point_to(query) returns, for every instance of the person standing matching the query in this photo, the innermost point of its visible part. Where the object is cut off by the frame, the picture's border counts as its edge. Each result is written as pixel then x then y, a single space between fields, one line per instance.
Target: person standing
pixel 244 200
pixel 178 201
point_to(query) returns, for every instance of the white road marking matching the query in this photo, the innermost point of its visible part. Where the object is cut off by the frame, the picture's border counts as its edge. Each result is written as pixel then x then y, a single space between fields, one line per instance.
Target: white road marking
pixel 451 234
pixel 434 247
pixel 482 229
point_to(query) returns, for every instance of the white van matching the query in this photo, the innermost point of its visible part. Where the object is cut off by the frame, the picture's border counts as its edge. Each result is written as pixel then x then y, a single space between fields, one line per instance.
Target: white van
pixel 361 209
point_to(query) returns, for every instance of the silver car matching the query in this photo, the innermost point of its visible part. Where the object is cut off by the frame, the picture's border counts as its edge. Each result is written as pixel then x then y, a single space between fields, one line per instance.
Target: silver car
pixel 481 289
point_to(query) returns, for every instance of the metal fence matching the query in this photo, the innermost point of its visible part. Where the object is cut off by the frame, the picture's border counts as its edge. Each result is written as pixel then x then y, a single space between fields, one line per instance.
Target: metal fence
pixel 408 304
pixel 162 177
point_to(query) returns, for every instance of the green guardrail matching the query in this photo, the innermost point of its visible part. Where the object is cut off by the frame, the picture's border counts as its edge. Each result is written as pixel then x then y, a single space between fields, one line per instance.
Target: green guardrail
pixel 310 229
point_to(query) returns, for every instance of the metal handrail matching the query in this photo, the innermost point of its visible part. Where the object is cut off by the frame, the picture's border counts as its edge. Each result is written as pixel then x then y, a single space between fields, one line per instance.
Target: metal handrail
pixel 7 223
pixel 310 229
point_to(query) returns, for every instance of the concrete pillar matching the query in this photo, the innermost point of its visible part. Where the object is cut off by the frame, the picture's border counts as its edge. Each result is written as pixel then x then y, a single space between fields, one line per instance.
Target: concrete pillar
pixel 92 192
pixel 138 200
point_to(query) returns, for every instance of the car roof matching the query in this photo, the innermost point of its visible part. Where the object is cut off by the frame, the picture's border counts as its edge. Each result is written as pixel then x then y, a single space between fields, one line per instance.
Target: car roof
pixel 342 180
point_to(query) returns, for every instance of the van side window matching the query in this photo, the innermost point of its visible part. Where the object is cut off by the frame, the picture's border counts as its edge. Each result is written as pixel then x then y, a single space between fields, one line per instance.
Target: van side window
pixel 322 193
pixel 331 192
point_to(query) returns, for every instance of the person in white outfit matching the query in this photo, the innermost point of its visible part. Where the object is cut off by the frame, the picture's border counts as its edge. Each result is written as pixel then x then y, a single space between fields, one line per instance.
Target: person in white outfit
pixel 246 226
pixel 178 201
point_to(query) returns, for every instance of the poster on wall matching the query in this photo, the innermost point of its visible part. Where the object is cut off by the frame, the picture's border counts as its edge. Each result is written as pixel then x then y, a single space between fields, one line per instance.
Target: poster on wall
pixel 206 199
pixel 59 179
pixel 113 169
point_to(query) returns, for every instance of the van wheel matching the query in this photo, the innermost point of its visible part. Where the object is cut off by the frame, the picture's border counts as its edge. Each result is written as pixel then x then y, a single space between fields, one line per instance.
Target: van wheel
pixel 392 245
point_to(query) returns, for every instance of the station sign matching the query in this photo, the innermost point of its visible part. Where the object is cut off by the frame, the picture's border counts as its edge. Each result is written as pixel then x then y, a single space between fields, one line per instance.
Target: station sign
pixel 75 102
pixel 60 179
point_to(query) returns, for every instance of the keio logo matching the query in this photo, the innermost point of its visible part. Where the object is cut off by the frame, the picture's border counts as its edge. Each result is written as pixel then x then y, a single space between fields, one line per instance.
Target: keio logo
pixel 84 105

.....

EXERCISE GOAL – Render all of the lines above as a numbered list, leaving out any blank lines.

THE RESPONSE –
1. point_to(query) returns, for every instance of the person standing matching the query in this photo, the innermost point of its visible part. Where the object is cut off by the frame, the picture's border counts as its edge. Each result is written as pixel then x then y, a single space between fields, one line per instance.
2. Target: person standing
3. pixel 244 200
4. pixel 178 201
5. point_to(query) returns, for every instance of the white road marking matching the query in this photo, the innermost point of its visible part. Where the object is cut off by the frame, the picture's border counts as its edge. Each result is written as pixel then x then y, a single space between fields, one line per instance.
6. Target: white road marking
7. pixel 451 234
8. pixel 434 247
9. pixel 482 229
10. point_to(query) returns, for every instance of the white van matching the query in this photo, the innermost point of its visible part. Where the object is cut off by the frame, the picture's border counts as its edge. Each result is written as pixel then x then y, a single space between fields, one line per instance.
11. Target: white van
12. pixel 361 209
13. point_to(query) returns, for every instance of the silver car matching the query in this photo, the innermost point of its visible part. Where the object is cut off by the frame, the picture's border counts as its edge. Each result is written as pixel then x then y, a single space between fields, one line per instance.
14. Target: silver car
15. pixel 481 289
16. point_to(query) returns, for every instance of the metal fence matching the query in this photo, the innermost point of its visible part. Where the object is cut off by the frame, the picture's border counts as its edge. Each result is written as pixel then x then y, a single space between fields, one line per instance.
17. Target: metal fence
18. pixel 408 304
19. pixel 162 177
20. point_to(query) returns, for every instance of the green guardrail matching the query in this photo, the innermost point of its visible part. Where the object is cut off by the frame, the picture's border counts as its edge. Each result is written as pixel then x then y, a single space between fields, one line per instance.
21. Target: green guardrail
22. pixel 310 229
23. point_to(query) returns, for every instance of the metal handrail matching the query in this photo, the innermost point of its visible part. Where the object is cut off by the frame, the picture's border counts as its edge. Each result is written as pixel then x then y, a single space between fields, one line per instance.
24. Target: metal handrail
25. pixel 7 223
26. pixel 310 229
27. point_to(query) returns, for every instance of the concrete pillar matching the query in this photo, the innermost point of its visible part. Where the object is cut off by the frame, the picture's border counts as its edge. Each result is written as pixel then x then y, a single space between fields, one line per instance.
28. Target: concrete pillar
29. pixel 92 192
30. pixel 138 200
31. point_to(query) returns, for every instance of the car roof matching the query in this photo, the innermost point of its visible part. Where the object is cut off by the frame, the picture's border counts as its edge. Each result is written as pixel then x then y, a single space between fields, one line per instance.
32. Target: car roof
33. pixel 342 180
34. point_to(query) returns, for every instance of the van side window matching the query in this photo, the innermost point of its visible part. Where the object is cut off by the frame, the picture's border counts as its edge. Each result is written as pixel then x then y, a single space between fields, one line per instance.
35. Target: van side window
36. pixel 322 193
37. pixel 331 192
38. point_to(query) returns, for every instance of the person in white outfit matching the query in this photo, the innermost point of its visible part. Where the object is cut off by the frame, the picture's border counts as its edge. Each result is written as pixel then x then y, a single space between fields, one line per instance.
39. Target: person in white outfit
40. pixel 246 226
41. pixel 178 201
42. point_to(query) returns, for every instance of the poster on wall matching the query in this photo, the innermost point of its visible part. Where the object is cut off by the frame, the picture's border counts as its edge. Each result is written as pixel then x then y, a single space between fields, one line per instance.
43. Target: poster on wall
44. pixel 206 199
45. pixel 59 179
46. pixel 113 169
47. point_to(query) returns, for every instance of the van wheel matching the query in this photo, the innermost point of its visible part. Where the object is cut off by the frame, the picture's border counts as its edge. Each result is written as pixel then x then y, a single space between fields, one line per instance.
48. Target: van wheel
49. pixel 392 245
50. point_to(query) returns, for every instance of the station sign matching the query in this photo, the innermost point of its visible part. Where the object is cut off by the frame, the picture's border counts as its edge. Each result is written as pixel then x then y, a single space between fields, one line per instance.
51. Target: station sign
52. pixel 75 102
53. pixel 60 179
54. point_to(query) returns, for every instance of the keio logo matching the query in this photo, the innermost point of its visible part. Where the object is cut off by the frame, the picture's border counts as its edge. Each result is written as pixel then x then y, a single space between fields, one line per instance.
55. Target: keio logo
56. pixel 84 105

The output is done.